### WHAT THIS TASK INVOLVES
Each record has to be repeated exactly as given.

TASK INPUTS START

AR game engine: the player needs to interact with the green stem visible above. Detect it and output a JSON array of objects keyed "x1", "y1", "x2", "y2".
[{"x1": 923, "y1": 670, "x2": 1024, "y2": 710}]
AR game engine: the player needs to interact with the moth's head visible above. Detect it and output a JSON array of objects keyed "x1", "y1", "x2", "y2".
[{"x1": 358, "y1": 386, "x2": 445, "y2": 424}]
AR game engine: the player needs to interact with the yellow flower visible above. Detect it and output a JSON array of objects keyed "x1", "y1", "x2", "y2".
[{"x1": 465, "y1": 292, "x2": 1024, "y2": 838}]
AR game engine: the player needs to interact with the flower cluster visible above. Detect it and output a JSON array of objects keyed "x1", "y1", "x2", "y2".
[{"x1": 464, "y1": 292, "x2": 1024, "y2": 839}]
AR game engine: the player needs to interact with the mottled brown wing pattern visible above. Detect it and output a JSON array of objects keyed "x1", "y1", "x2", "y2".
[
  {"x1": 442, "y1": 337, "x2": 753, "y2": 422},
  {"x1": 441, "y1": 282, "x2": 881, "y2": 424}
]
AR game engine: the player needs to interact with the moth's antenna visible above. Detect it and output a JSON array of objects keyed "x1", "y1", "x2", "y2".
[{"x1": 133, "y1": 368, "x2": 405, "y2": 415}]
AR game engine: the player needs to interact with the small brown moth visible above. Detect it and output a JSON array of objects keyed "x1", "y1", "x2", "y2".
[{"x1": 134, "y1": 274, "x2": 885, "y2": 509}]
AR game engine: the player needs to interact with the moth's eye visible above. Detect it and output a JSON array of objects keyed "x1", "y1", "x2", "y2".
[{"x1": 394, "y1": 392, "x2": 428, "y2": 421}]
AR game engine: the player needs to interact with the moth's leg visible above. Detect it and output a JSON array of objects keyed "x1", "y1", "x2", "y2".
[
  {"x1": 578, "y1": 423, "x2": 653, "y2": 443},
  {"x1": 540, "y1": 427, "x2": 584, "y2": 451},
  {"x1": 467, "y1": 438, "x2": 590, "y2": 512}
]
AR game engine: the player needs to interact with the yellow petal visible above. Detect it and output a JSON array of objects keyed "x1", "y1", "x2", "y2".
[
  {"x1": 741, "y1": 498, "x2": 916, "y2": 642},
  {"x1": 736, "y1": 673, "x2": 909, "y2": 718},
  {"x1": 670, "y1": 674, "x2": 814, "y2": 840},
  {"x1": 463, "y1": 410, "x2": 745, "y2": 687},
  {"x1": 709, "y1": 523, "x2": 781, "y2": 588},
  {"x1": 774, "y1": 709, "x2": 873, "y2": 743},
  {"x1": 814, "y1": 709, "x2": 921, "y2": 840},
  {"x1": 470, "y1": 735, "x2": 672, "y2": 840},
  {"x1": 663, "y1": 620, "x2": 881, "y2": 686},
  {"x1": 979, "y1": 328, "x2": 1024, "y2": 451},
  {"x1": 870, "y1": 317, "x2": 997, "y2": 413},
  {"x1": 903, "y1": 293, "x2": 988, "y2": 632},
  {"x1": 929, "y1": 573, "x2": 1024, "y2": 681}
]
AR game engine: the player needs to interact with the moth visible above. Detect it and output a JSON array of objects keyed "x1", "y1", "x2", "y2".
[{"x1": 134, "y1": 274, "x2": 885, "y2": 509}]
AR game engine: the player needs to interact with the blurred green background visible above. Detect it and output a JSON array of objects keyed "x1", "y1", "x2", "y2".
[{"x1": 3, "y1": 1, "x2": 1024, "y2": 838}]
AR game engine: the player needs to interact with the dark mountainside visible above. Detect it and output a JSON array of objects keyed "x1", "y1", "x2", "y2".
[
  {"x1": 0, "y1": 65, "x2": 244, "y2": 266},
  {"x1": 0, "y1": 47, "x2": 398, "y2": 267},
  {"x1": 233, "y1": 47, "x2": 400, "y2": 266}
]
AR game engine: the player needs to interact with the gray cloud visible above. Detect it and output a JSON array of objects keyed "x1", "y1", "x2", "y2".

TASK INPUTS END

### SOLUTION TO THIS EXERCISE
AR game engine: the player needs to interact with the green stem visible above. Detect it and output a JSON array of objects keyed "x1", "y1", "x2", "y2".
[{"x1": 923, "y1": 670, "x2": 1024, "y2": 710}]
AR game engine: the player needs to interact with the moth's head visible above. Detect it and output a JSON array of objects keyed "x1", "y1", "x2", "y2".
[{"x1": 358, "y1": 386, "x2": 445, "y2": 424}]
AR game engine: the player needs to interact with the yellow flower visible above. Detect it and output a JSON array of objects keyed "x1", "y1", "x2", "y2".
[{"x1": 465, "y1": 292, "x2": 1024, "y2": 838}]
AR game engine: the player needs to interact with the flower cluster visible above. Detect it and output a JSON array of objects keyed "x1", "y1", "x2", "y2".
[{"x1": 464, "y1": 292, "x2": 1024, "y2": 839}]
AR game engine: the player needs to interact with the mottled brown wing pattern visible above. Detect it and output a JSON array of objects keyed "x1", "y1", "x2", "y2".
[
  {"x1": 442, "y1": 337, "x2": 753, "y2": 422},
  {"x1": 441, "y1": 282, "x2": 881, "y2": 424}
]
AR game engine: the player needs to interact with the moth's antenna visible above. Detect it and output a JSON array of objects keyed "x1", "y1", "x2", "y2".
[{"x1": 133, "y1": 368, "x2": 405, "y2": 415}]
AR game engine: the player needs to interact with the small brown moth visible above. Detect it and output a JSON array of objects keyed "x1", "y1", "x2", "y2".
[{"x1": 134, "y1": 274, "x2": 885, "y2": 509}]
AR game engine: the player needs to interact with the moth's eye visible above. Detect it and output a JSON array of objects keyed "x1", "y1", "x2", "y2".
[{"x1": 394, "y1": 392, "x2": 428, "y2": 421}]
AR game engine: the player needs to interact with the moth's leg visible above. Detect it and output a JSON array of objects keyed "x1", "y1", "x2", "y2".
[
  {"x1": 578, "y1": 423, "x2": 653, "y2": 443},
  {"x1": 540, "y1": 427, "x2": 584, "y2": 451},
  {"x1": 467, "y1": 438, "x2": 590, "y2": 512}
]
AR game engine: the player needs to interact with the yellow petal visible above. Detect it and output a JSON array of objects keyed "x1", "y1", "x2", "y2".
[
  {"x1": 741, "y1": 498, "x2": 916, "y2": 642},
  {"x1": 736, "y1": 673, "x2": 909, "y2": 718},
  {"x1": 670, "y1": 674, "x2": 814, "y2": 840},
  {"x1": 463, "y1": 410, "x2": 745, "y2": 687},
  {"x1": 709, "y1": 523, "x2": 781, "y2": 588},
  {"x1": 774, "y1": 709, "x2": 873, "y2": 743},
  {"x1": 814, "y1": 709, "x2": 921, "y2": 840},
  {"x1": 470, "y1": 735, "x2": 672, "y2": 840},
  {"x1": 663, "y1": 620, "x2": 881, "y2": 686},
  {"x1": 979, "y1": 328, "x2": 1024, "y2": 451},
  {"x1": 870, "y1": 317, "x2": 997, "y2": 413},
  {"x1": 903, "y1": 293, "x2": 988, "y2": 632},
  {"x1": 929, "y1": 573, "x2": 1024, "y2": 681}
]
AR game engine: the player needs to interact with the moth visible above. Detect it and output a JSON array of objects keyed "x1", "y1", "x2", "y2".
[{"x1": 134, "y1": 274, "x2": 885, "y2": 509}]
AR game engine: the player needs to interact with the blurred green background visible above. Detect it and output a JSON array of objects keyed "x1", "y1", "x2", "y2".
[{"x1": 3, "y1": 1, "x2": 1024, "y2": 838}]
AR game engine: the player needs to interact with the dark mountainside visible above. Detect it and output a JSON array of objects keyed "x1", "y1", "x2", "y2".
[
  {"x1": 0, "y1": 65, "x2": 244, "y2": 266},
  {"x1": 0, "y1": 47, "x2": 398, "y2": 267},
  {"x1": 233, "y1": 47, "x2": 400, "y2": 266}
]
AR game engine: the player needs to interact with the gray cloud visible above. Detect it and output a JSON array of objects keyed "x1", "y1", "x2", "y2".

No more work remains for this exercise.